→ PASSAGE PROVIDED:
# INFJ girl plays with basketball cards! Rare phenomena inside!



## kdm1984 (Jul 8, 2009)

The blue thingy under my elbow is an insulin pump. I know it looks like one of those 1990s pagers, but it really isn't. :crazy:


----------



## Fanille (Sep 3, 2009)

Nice! :laughing:

Out of curiosity, whose cards are those in your hand?


----------



## kdm1984 (Jul 8, 2009)

I forget which players' cards I was looking at during that moment, but the set is 2006-07 Topps Turkey Red. I'm really close to completing it now - just a handful left of short prints left to get with several pending in an overseas deal. Woot!


----------



## MNiS (Jan 30, 2010)

You want to trade for some Topps baseball cards circa late 1980s?


----------



## cardinalfire (Dec 10, 2009)

When you said rare phenomena, lol.... I was imagining UFOs or ghosts or something... :crazy::tongue:


----------



## kdm1984 (Jul 8, 2009)

→ MATERIAL SHOWN:
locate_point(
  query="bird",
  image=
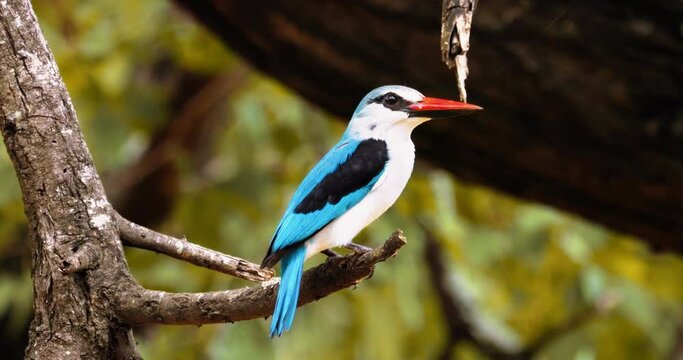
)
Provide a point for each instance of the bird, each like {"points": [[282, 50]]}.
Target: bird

---

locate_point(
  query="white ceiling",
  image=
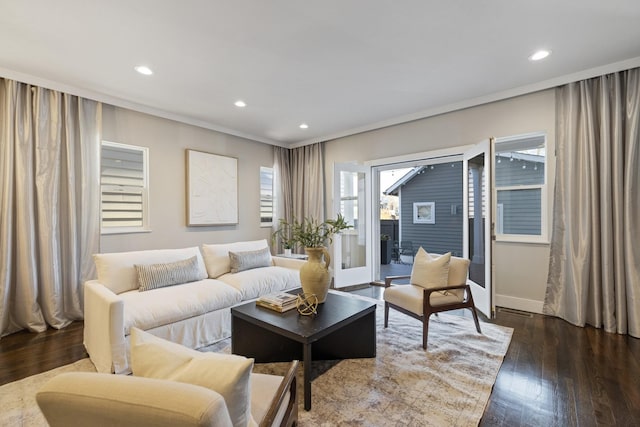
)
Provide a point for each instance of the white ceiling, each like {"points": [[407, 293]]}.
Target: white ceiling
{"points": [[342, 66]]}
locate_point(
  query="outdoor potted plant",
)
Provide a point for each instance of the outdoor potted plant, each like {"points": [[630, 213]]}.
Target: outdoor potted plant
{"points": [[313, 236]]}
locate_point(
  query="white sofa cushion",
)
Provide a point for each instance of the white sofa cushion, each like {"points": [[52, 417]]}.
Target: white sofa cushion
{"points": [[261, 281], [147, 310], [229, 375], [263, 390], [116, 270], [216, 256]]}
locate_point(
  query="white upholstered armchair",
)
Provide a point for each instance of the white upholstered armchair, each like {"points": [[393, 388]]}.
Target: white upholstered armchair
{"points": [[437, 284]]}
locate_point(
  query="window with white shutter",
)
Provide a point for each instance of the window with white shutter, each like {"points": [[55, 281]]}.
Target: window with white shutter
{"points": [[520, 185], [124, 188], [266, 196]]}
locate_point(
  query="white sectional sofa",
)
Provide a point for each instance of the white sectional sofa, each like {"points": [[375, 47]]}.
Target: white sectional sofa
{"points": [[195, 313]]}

→ OBJECTIVES:
A. Do these statements agree with the basketball card thread? Answer yes or no for each, and quote the words from the thread that decide it. (i) The blue object under kdm1984's elbow is a pager. (ii) The card set kdm1984 was holding is 2006-07 Topps Turkey Red. (iii) cardinalfire pictured UFOs or ghosts on reading "rare phenomena."
B. Carry on the basketball card thread from its last line.
The records were taken from a different source.

→ EXPECTED RESPONSES:
A.
(i) No: "The blue thingy under my elbow is an insulin pump."
(ii) Yes: "the set is 2006-07 Topps Turkey Red"
(iii) Yes: "I was imagining UFOs or ghosts or something"

B.
Mister - I just collect basketball at this time, but thanks for the offer.

cardinal - Well, it's ALMOST as rare as those things. :crazy:


----------



## Selene (Aug 2, 2009)

[cough] Freak [cough cough]

:tongue: Good to see you again, kdm. I remember you mentioned your interest in sports before, but now we have some concrete evidence...


----------



## kdm1984 (Jul 8, 2009)

Thanks, Selene. I remember you as well.


----------



## Irulan (Aug 14, 2009)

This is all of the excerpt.